7

A bunch of files behave odd in Finder.

  • I cannot not tag, rename, or open them.
  • Opening their info dialog shows everything greyed out, no interactions possible.

How did I get into the problem

  • I did some heavy multi-stage processing of hundreds of PNG files.
  • In between I duplicated a whole folder (and the files in it) to then process the files through the next stage. And tagged the files with the processing they received.
  • As such I kept all intermediary stages in folders. And each file grew by a tag per each processing stage to document what was done on it specifically (they got different treatment).
  • Should I mess up along the way, I could always go back phase by phase due to my incremental folder backups.
  • Thank to APFS being a copy-on-write system that folder duplication worked ultra fast.
  • But along the duplications and tagging something must have went wrong. In the final folder some of the files showed the odd behavior described above.

■ Provided material
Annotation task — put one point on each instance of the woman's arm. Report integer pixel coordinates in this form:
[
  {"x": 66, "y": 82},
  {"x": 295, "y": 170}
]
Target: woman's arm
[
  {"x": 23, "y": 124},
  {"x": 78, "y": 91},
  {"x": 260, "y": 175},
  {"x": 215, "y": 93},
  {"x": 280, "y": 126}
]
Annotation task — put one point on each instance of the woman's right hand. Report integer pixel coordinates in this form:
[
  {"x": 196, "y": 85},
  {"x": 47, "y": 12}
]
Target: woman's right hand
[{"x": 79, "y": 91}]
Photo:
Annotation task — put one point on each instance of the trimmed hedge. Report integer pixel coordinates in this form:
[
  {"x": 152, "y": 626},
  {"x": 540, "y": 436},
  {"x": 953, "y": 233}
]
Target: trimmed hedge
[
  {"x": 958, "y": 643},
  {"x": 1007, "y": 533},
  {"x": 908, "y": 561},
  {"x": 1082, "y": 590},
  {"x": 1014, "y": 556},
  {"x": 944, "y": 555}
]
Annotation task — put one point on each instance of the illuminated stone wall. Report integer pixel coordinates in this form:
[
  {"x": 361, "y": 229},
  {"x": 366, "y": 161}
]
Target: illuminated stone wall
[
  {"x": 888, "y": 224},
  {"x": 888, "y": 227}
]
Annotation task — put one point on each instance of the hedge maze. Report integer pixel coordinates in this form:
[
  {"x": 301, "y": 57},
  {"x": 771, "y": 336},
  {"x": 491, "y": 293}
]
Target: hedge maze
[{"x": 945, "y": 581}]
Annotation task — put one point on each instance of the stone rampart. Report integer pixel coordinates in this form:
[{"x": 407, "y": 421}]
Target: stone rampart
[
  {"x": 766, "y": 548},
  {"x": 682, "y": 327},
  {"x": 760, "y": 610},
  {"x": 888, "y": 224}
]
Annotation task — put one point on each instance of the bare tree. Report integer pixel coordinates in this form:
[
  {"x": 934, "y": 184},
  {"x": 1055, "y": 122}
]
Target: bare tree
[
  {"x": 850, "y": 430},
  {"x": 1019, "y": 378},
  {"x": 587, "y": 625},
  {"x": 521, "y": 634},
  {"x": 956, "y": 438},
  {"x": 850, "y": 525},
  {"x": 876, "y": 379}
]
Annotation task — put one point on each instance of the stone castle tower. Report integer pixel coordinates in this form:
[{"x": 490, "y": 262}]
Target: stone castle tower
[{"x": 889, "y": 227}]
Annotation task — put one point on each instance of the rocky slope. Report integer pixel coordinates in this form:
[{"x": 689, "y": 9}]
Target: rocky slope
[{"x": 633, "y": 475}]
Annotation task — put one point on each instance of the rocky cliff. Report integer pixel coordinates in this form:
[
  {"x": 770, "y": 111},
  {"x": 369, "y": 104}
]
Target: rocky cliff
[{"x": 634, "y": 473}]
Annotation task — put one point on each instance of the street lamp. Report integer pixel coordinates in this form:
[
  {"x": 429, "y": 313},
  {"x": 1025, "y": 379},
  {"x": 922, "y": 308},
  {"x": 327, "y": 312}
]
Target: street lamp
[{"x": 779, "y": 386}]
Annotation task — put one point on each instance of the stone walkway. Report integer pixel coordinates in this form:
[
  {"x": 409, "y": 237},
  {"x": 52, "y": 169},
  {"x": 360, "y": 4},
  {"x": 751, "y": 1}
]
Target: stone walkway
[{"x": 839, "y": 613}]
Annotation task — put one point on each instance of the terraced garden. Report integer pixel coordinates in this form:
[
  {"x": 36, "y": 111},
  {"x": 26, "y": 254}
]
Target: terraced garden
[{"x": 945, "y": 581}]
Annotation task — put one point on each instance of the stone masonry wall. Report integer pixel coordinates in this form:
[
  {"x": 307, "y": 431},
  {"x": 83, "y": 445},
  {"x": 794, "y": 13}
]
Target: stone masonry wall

■ Work to do
1. In the Finder post, shorten the paragraph that begins "As such I kept all intermediary stages" so that its main facts stay intact.
2. Reproduce the Finder post from "How did I get" up to and including "got different treatment).".
3. List every name of an application, file format, or file system that appears in the Finder post.
You can set the material aside; it isn't needed.

■ Solutions in order
1. All intermediate stages were kept in folders, and each file received one tag per processing stage to record its individual treatment.

2.
How did I get into the problem

  • I did some heavy multi-stage processing of hundreds of PNG files.
  • In between I duplicated a whole folder (and the files in it) to then process the files through the next stage. And tagged the files with the processing they received.
  • As such I kept all intermediary stages in folders. And each file grew by a tag per each processing stage to document what was done on it specifically (they got different treatment).

3.
- Finder
- PNG
- APFS